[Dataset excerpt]

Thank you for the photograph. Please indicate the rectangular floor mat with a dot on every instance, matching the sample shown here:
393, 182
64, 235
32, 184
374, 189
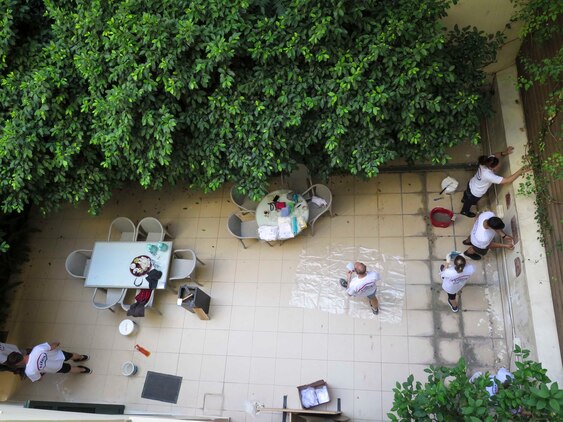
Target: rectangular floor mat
162, 387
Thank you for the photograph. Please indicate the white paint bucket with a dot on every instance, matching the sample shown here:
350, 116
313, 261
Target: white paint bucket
127, 327
129, 368
449, 185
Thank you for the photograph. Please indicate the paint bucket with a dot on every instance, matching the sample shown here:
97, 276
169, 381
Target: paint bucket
127, 327
441, 217
129, 369
449, 185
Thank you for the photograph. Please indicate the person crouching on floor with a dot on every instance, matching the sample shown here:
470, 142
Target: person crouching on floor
454, 279
48, 358
362, 283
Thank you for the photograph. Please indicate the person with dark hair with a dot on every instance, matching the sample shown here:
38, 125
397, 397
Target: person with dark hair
47, 358
484, 230
484, 178
361, 282
454, 279
6, 349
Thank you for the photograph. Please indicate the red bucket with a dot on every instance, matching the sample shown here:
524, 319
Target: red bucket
441, 217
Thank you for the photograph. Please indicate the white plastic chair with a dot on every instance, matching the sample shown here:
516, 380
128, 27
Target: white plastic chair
242, 201
183, 264
299, 180
150, 229
242, 229
315, 211
124, 228
113, 297
148, 305
78, 262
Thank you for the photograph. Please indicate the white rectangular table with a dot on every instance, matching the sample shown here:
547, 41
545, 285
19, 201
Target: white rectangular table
110, 262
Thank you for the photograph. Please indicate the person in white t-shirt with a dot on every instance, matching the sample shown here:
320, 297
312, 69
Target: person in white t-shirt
503, 376
454, 279
484, 178
362, 283
47, 358
486, 227
6, 349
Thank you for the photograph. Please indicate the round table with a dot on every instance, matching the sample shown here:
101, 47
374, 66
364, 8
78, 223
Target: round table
265, 216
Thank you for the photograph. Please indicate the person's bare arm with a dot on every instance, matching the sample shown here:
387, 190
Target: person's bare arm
504, 153
513, 177
54, 345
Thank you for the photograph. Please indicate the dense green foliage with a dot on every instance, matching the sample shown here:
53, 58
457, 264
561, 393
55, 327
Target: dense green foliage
542, 27
450, 396
99, 94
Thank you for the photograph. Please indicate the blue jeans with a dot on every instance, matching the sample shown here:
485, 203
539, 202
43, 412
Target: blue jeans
469, 200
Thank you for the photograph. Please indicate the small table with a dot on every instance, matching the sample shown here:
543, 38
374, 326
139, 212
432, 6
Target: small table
109, 265
267, 217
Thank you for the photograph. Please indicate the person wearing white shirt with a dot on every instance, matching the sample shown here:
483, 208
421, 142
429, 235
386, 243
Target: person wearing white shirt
454, 279
486, 227
484, 178
48, 358
5, 350
362, 283
503, 376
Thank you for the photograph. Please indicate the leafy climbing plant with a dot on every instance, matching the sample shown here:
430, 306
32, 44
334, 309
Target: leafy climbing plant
101, 94
541, 23
448, 395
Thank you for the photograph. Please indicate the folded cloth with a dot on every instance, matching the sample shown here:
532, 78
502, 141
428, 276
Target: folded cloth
318, 201
144, 295
137, 309
285, 228
268, 233
152, 277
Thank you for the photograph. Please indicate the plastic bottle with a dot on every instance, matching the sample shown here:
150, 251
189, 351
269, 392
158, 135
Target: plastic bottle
142, 350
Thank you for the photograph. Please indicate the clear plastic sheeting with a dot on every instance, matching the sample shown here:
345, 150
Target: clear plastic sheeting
317, 282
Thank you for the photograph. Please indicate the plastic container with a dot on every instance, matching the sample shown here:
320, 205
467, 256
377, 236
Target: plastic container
129, 369
142, 350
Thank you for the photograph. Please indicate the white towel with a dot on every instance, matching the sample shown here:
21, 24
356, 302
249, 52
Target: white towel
268, 233
285, 228
320, 202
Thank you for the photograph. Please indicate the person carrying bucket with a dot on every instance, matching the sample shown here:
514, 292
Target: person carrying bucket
484, 178
454, 277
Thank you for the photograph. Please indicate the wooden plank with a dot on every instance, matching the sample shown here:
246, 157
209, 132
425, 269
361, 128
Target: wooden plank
300, 411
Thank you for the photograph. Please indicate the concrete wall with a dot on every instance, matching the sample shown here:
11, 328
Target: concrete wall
528, 294
489, 16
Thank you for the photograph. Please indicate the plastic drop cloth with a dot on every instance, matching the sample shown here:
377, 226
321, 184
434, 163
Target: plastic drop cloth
317, 282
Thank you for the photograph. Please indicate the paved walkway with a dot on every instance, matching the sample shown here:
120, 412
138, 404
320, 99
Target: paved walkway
256, 347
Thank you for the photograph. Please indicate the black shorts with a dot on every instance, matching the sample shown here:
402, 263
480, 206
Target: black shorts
65, 369
480, 251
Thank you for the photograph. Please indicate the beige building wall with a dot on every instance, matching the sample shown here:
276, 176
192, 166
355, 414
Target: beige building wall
489, 16
524, 269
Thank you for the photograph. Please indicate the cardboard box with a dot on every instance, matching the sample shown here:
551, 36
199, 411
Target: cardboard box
314, 394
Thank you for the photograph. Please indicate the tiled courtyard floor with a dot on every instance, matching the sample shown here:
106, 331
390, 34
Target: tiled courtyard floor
256, 347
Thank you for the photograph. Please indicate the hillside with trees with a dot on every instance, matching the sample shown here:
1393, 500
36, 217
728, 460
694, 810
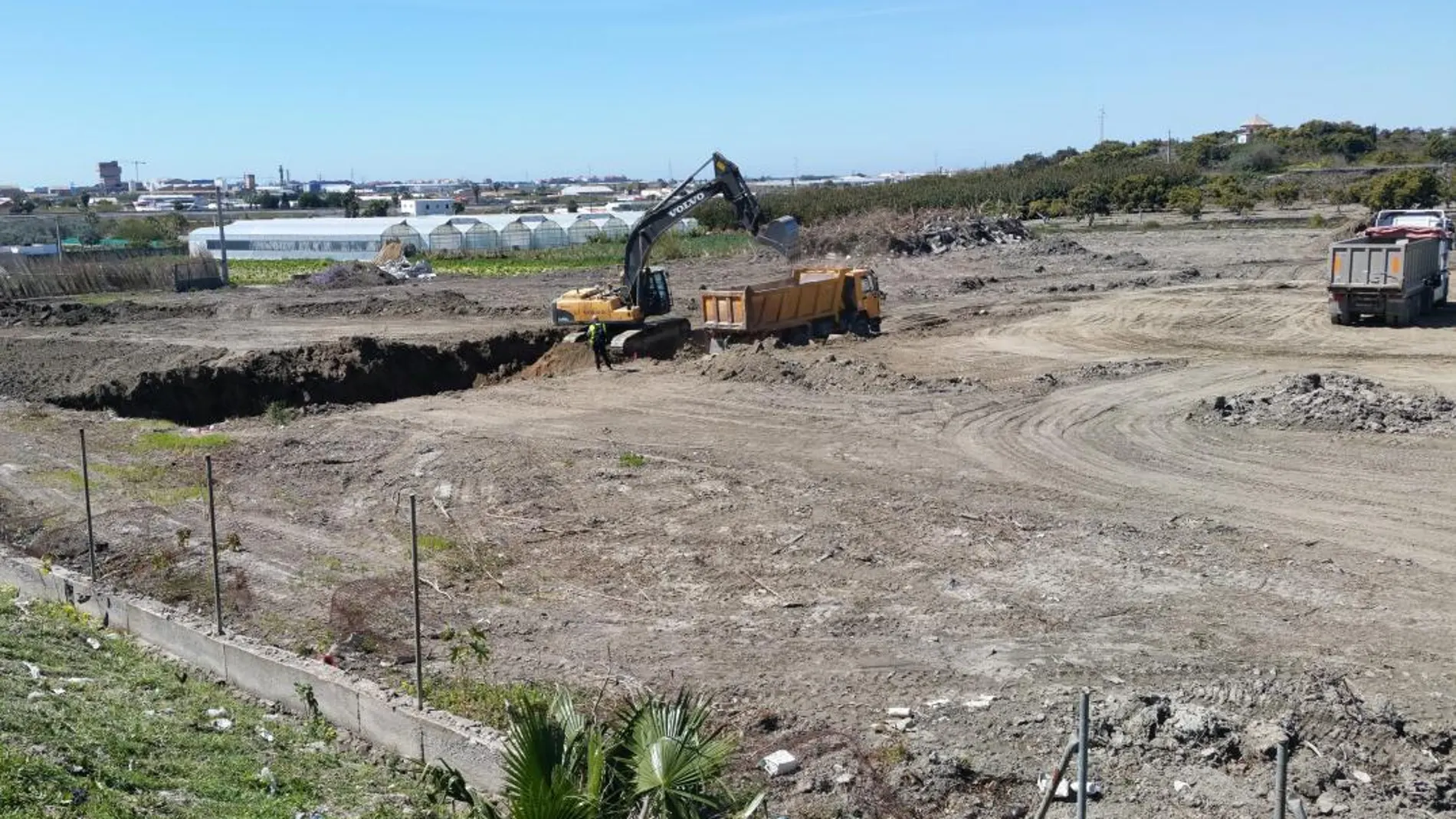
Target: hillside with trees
1336, 163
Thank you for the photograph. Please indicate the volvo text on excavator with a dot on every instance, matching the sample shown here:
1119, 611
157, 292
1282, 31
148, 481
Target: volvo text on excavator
637, 313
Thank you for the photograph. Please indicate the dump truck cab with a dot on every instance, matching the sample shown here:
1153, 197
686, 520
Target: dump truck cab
862, 296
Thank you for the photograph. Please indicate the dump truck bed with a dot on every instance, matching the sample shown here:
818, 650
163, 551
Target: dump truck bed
773, 306
1397, 265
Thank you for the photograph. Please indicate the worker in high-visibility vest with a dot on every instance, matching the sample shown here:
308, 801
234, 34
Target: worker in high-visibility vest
597, 336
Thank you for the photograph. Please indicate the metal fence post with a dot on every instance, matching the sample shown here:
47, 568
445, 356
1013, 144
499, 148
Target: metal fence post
1082, 754
218, 574
1281, 778
414, 563
90, 531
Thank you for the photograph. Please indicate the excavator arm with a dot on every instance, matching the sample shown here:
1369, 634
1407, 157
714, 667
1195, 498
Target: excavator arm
782, 233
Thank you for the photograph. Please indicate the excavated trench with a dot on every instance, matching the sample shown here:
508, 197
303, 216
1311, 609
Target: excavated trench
349, 372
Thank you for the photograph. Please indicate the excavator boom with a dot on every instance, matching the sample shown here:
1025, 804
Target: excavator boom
637, 312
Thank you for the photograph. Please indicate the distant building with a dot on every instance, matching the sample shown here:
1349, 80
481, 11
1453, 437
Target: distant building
587, 191
1252, 129
425, 207
110, 173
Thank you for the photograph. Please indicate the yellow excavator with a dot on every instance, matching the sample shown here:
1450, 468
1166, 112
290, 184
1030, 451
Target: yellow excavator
637, 313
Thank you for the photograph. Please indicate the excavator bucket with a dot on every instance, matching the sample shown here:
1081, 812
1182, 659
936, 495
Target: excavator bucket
782, 234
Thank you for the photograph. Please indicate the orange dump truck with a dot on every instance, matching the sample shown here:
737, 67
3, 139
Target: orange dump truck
812, 303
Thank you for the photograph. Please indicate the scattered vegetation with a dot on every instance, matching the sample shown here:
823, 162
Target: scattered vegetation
1143, 176
651, 757
79, 736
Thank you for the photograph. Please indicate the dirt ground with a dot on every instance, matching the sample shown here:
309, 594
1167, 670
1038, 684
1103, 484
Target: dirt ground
1011, 495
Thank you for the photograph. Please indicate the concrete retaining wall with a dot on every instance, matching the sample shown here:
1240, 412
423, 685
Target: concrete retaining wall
351, 704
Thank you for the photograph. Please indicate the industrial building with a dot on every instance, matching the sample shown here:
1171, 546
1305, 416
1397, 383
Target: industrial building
362, 239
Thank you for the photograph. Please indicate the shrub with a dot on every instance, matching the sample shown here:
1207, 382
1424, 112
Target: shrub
1283, 194
1187, 201
1412, 188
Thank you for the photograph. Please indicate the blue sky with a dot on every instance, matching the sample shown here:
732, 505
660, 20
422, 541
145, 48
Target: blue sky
507, 90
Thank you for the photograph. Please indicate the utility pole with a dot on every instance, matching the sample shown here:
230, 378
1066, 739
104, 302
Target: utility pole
136, 171
221, 236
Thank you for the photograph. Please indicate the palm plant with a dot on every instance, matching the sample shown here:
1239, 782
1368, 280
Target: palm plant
653, 758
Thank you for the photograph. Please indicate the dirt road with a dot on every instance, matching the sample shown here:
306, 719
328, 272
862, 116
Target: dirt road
998, 503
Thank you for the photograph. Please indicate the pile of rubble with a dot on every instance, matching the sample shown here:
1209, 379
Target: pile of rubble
402, 268
909, 234
949, 231
347, 275
1333, 402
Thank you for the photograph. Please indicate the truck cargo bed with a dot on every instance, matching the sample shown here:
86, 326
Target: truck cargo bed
1399, 265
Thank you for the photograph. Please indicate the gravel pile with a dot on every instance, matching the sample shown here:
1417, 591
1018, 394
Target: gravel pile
948, 231
1334, 402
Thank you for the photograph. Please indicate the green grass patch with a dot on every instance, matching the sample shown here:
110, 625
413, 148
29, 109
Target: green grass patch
484, 702
436, 545
160, 485
130, 735
516, 264
69, 479
171, 441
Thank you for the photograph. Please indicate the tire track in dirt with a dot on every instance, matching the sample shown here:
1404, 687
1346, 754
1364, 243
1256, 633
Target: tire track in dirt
1129, 447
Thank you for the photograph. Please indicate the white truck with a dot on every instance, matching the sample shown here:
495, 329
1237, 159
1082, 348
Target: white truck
1397, 271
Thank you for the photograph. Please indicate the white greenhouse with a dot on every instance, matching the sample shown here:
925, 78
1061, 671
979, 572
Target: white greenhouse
336, 238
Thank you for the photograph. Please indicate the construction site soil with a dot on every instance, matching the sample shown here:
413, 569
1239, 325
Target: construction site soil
1021, 489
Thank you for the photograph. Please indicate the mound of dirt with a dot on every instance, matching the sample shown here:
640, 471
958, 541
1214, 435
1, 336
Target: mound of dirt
349, 372
1056, 246
561, 359
909, 234
1333, 402
437, 303
347, 275
831, 373
74, 313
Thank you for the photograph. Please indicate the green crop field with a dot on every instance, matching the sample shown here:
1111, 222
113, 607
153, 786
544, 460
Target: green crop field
517, 264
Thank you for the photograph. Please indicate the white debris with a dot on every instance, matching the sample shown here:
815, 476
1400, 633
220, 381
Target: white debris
1063, 789
781, 762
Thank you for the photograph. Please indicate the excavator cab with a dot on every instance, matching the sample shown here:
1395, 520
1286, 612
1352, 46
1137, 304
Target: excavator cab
657, 299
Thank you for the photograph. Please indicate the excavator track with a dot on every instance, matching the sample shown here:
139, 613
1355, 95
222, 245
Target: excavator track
660, 338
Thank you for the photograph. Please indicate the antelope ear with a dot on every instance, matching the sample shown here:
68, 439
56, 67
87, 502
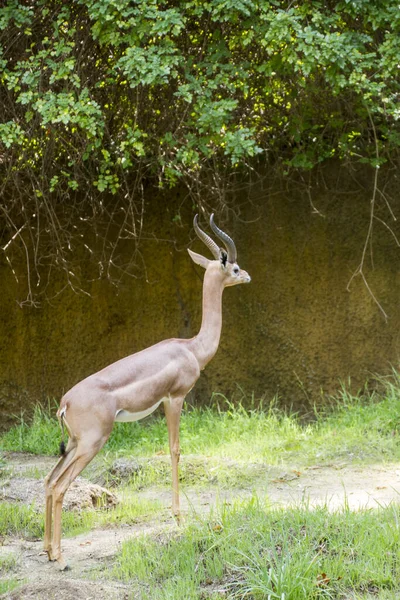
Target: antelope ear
223, 257
198, 259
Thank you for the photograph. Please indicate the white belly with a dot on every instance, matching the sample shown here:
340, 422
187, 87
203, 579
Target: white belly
124, 416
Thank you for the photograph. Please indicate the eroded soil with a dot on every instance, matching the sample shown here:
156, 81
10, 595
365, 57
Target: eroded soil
87, 554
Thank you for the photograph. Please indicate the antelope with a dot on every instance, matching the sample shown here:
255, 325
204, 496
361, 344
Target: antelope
133, 387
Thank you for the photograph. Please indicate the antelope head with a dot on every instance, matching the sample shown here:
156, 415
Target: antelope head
225, 258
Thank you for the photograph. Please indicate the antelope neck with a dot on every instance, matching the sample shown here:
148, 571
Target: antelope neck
205, 343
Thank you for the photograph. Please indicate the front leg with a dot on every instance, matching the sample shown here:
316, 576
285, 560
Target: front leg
173, 409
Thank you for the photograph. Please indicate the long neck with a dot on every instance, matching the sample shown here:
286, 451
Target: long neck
205, 344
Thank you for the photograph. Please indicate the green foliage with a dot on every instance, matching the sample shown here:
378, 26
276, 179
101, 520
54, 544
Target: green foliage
225, 78
249, 550
358, 428
100, 96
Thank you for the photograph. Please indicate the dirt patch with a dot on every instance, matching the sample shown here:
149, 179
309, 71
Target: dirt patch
336, 486
81, 494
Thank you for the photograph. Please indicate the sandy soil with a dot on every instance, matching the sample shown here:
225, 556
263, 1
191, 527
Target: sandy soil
336, 486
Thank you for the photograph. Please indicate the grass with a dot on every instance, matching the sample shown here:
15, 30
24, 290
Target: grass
362, 428
250, 550
26, 521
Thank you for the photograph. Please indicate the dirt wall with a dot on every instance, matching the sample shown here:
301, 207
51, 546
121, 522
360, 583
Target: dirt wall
294, 331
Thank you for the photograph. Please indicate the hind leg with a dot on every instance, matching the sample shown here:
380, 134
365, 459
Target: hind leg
85, 451
60, 465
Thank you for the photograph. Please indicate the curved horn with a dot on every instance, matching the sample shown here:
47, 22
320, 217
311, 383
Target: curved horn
211, 245
229, 243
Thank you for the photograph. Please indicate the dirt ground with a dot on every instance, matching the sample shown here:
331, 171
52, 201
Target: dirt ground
358, 487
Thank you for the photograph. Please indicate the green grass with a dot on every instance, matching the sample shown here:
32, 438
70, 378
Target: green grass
8, 585
361, 428
249, 550
27, 521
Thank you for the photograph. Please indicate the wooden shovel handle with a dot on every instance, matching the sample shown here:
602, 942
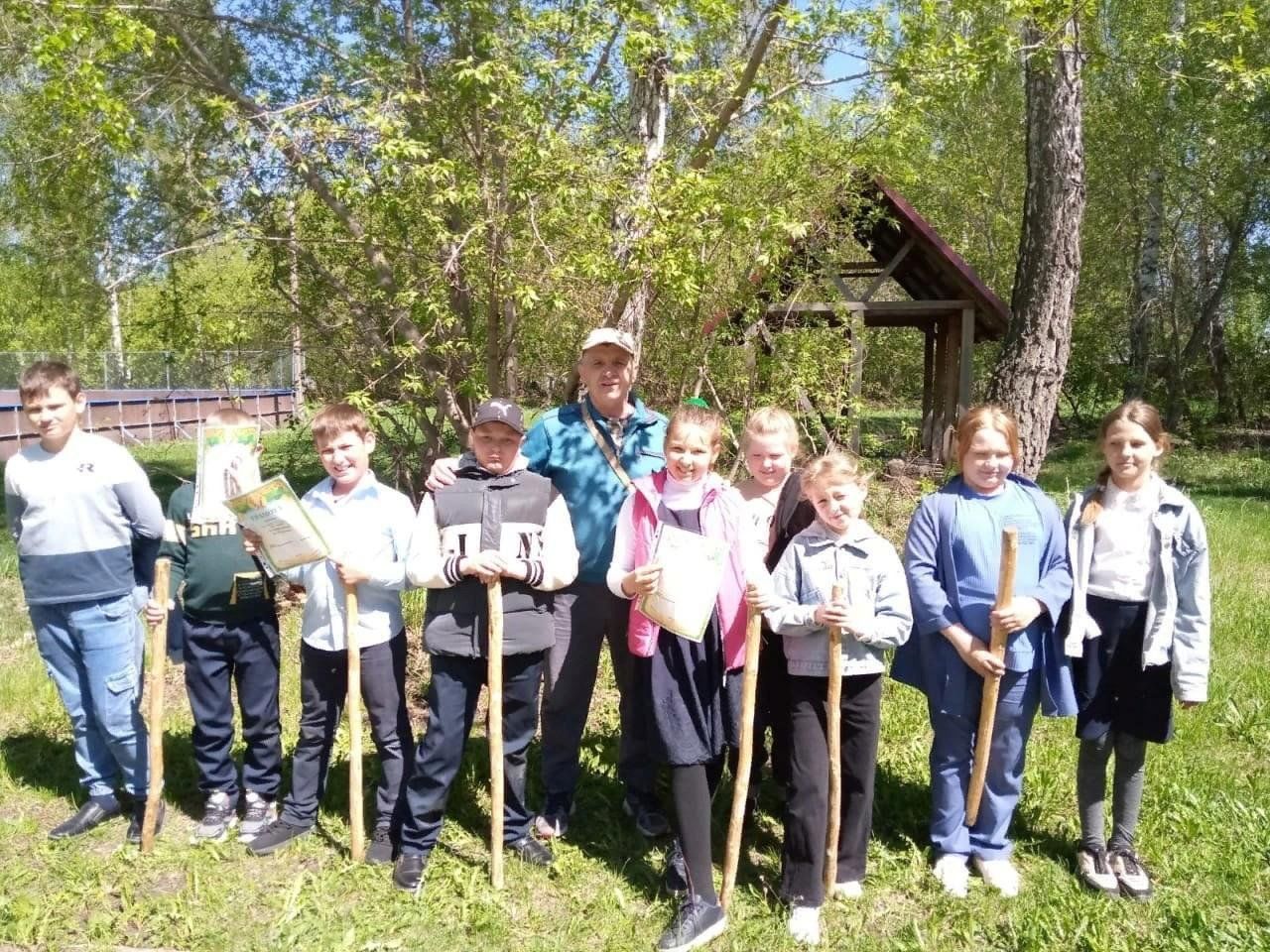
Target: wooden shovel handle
833, 739
356, 821
494, 676
744, 757
992, 685
154, 703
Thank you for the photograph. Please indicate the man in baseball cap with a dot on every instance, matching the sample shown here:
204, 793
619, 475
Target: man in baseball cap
590, 449
608, 335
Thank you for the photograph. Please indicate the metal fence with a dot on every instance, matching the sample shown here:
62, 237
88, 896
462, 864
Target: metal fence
162, 370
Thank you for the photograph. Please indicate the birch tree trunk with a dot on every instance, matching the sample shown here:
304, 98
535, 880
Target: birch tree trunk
1146, 316
1033, 361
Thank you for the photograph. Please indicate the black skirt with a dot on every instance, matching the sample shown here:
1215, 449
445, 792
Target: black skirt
1114, 690
695, 702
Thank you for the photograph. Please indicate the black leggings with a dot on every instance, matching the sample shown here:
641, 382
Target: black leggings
693, 788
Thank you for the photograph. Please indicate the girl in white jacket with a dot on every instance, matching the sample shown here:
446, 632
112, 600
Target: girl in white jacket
1138, 631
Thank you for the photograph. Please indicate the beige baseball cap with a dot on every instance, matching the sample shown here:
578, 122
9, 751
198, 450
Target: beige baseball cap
610, 335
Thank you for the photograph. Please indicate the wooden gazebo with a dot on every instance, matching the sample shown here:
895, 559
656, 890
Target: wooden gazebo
948, 301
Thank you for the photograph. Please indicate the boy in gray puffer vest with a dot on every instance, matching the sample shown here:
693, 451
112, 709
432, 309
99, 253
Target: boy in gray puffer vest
497, 521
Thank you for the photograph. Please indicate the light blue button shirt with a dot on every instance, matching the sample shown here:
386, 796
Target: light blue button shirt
371, 527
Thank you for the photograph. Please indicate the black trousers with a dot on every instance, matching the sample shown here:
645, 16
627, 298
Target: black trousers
771, 712
807, 805
452, 694
322, 688
221, 655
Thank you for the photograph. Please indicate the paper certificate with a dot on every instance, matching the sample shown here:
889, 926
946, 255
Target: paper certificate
287, 534
226, 465
693, 571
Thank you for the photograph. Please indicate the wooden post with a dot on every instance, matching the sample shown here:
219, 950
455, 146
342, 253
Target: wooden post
494, 676
356, 821
154, 703
833, 739
966, 368
744, 758
857, 375
992, 685
940, 409
929, 391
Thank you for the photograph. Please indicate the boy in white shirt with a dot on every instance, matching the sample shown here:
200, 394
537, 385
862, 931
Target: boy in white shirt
368, 526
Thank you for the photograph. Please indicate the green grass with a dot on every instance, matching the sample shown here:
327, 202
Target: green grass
1206, 828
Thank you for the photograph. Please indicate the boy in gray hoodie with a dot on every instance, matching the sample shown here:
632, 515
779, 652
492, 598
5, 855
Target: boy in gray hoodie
874, 613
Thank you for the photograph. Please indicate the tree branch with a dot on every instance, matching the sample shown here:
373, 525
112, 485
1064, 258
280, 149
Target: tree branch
728, 111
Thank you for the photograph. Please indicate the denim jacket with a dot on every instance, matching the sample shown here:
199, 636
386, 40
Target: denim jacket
870, 572
1179, 608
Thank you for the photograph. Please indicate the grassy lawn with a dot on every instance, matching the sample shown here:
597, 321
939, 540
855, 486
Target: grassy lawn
1206, 828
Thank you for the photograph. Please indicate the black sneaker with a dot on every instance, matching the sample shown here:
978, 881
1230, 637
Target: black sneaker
408, 873
257, 816
1130, 874
380, 851
649, 819
695, 924
139, 817
676, 876
94, 812
275, 837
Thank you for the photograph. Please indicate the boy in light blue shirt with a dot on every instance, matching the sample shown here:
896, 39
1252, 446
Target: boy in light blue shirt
368, 527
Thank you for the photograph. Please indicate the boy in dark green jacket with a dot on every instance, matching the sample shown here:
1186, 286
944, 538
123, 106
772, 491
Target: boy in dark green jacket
230, 636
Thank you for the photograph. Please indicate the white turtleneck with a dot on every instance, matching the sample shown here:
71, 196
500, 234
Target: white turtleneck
680, 497
1121, 542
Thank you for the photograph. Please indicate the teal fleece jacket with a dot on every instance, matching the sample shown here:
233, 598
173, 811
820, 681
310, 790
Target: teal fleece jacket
561, 447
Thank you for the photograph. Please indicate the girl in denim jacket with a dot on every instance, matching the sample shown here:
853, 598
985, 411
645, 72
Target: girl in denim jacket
1138, 633
874, 613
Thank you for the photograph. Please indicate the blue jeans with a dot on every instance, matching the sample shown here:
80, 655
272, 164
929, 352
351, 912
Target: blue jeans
952, 754
93, 653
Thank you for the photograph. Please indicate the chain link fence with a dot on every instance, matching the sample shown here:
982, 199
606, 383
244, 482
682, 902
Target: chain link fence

## GIVEN PROBLEM
What needs duplicating is the run of lines from the one containing "Thank you for the photograph. Please indicate the denim" through the last line of the entries above, exact and complete.

## EXERCISE SOLUTION
Thank you for the photograph. Please indicate the denim jacket with a dot on every instance, matching the sample shown here:
199, 636
386, 40
Target: denim jacket
870, 572
1179, 608
Thank you for the photograph. Please indicate the grassy lawn with a dot on every instance, matching the sample shown here:
597, 321
939, 540
855, 486
Target: grassy lawn
1206, 828
Thank you for the photograph. Please indicate the black sneaker with a dot on every instance, matching the sample shown here:
978, 881
1230, 637
Target: black sneaker
408, 873
257, 816
1130, 874
380, 851
649, 819
695, 924
139, 817
676, 876
94, 812
275, 837
Thank you for the photograph. Please indicate the boy in light blue shirt with a dot on every instance, matching the sample shown here:
896, 39
1252, 446
Target: boy in light blue shirt
368, 527
Thank you for the photograph. Please indicate the boy in dark green jacket with a dot on every instance, matching the sample shown here:
1186, 286
944, 538
123, 106
772, 491
Target: boy in dark green jacket
230, 636
Thank you for the photograph. Please indicate the white turtleneck with a dot on every instance, matching the sample shown here:
71, 196
500, 234
Target: white turtleneck
680, 497
1121, 542
Thank you for the photograph. Please indicate the teal fleece jacket with a dot on every instance, matching the sample shown here:
233, 598
173, 811
820, 681
310, 790
Target: teal fleece jacket
561, 447
Thank you for the photograph. Please indicate the girl in denim jacket with a dot on every instance, matching the sample shown here:
853, 598
985, 411
645, 72
Target: girl in denim jacket
1138, 633
874, 613
Thank you for the photograph. Please indicate the blue jeans with a dot on every instance, matching the sample shown here:
80, 655
272, 164
929, 352
351, 912
Target: blue jeans
952, 754
93, 653
Thank you for the photograph. Please indicate the chain link fence with a dot on every instance, matching the sample shown here:
982, 199
606, 383
244, 482
682, 902
Target: chain link fence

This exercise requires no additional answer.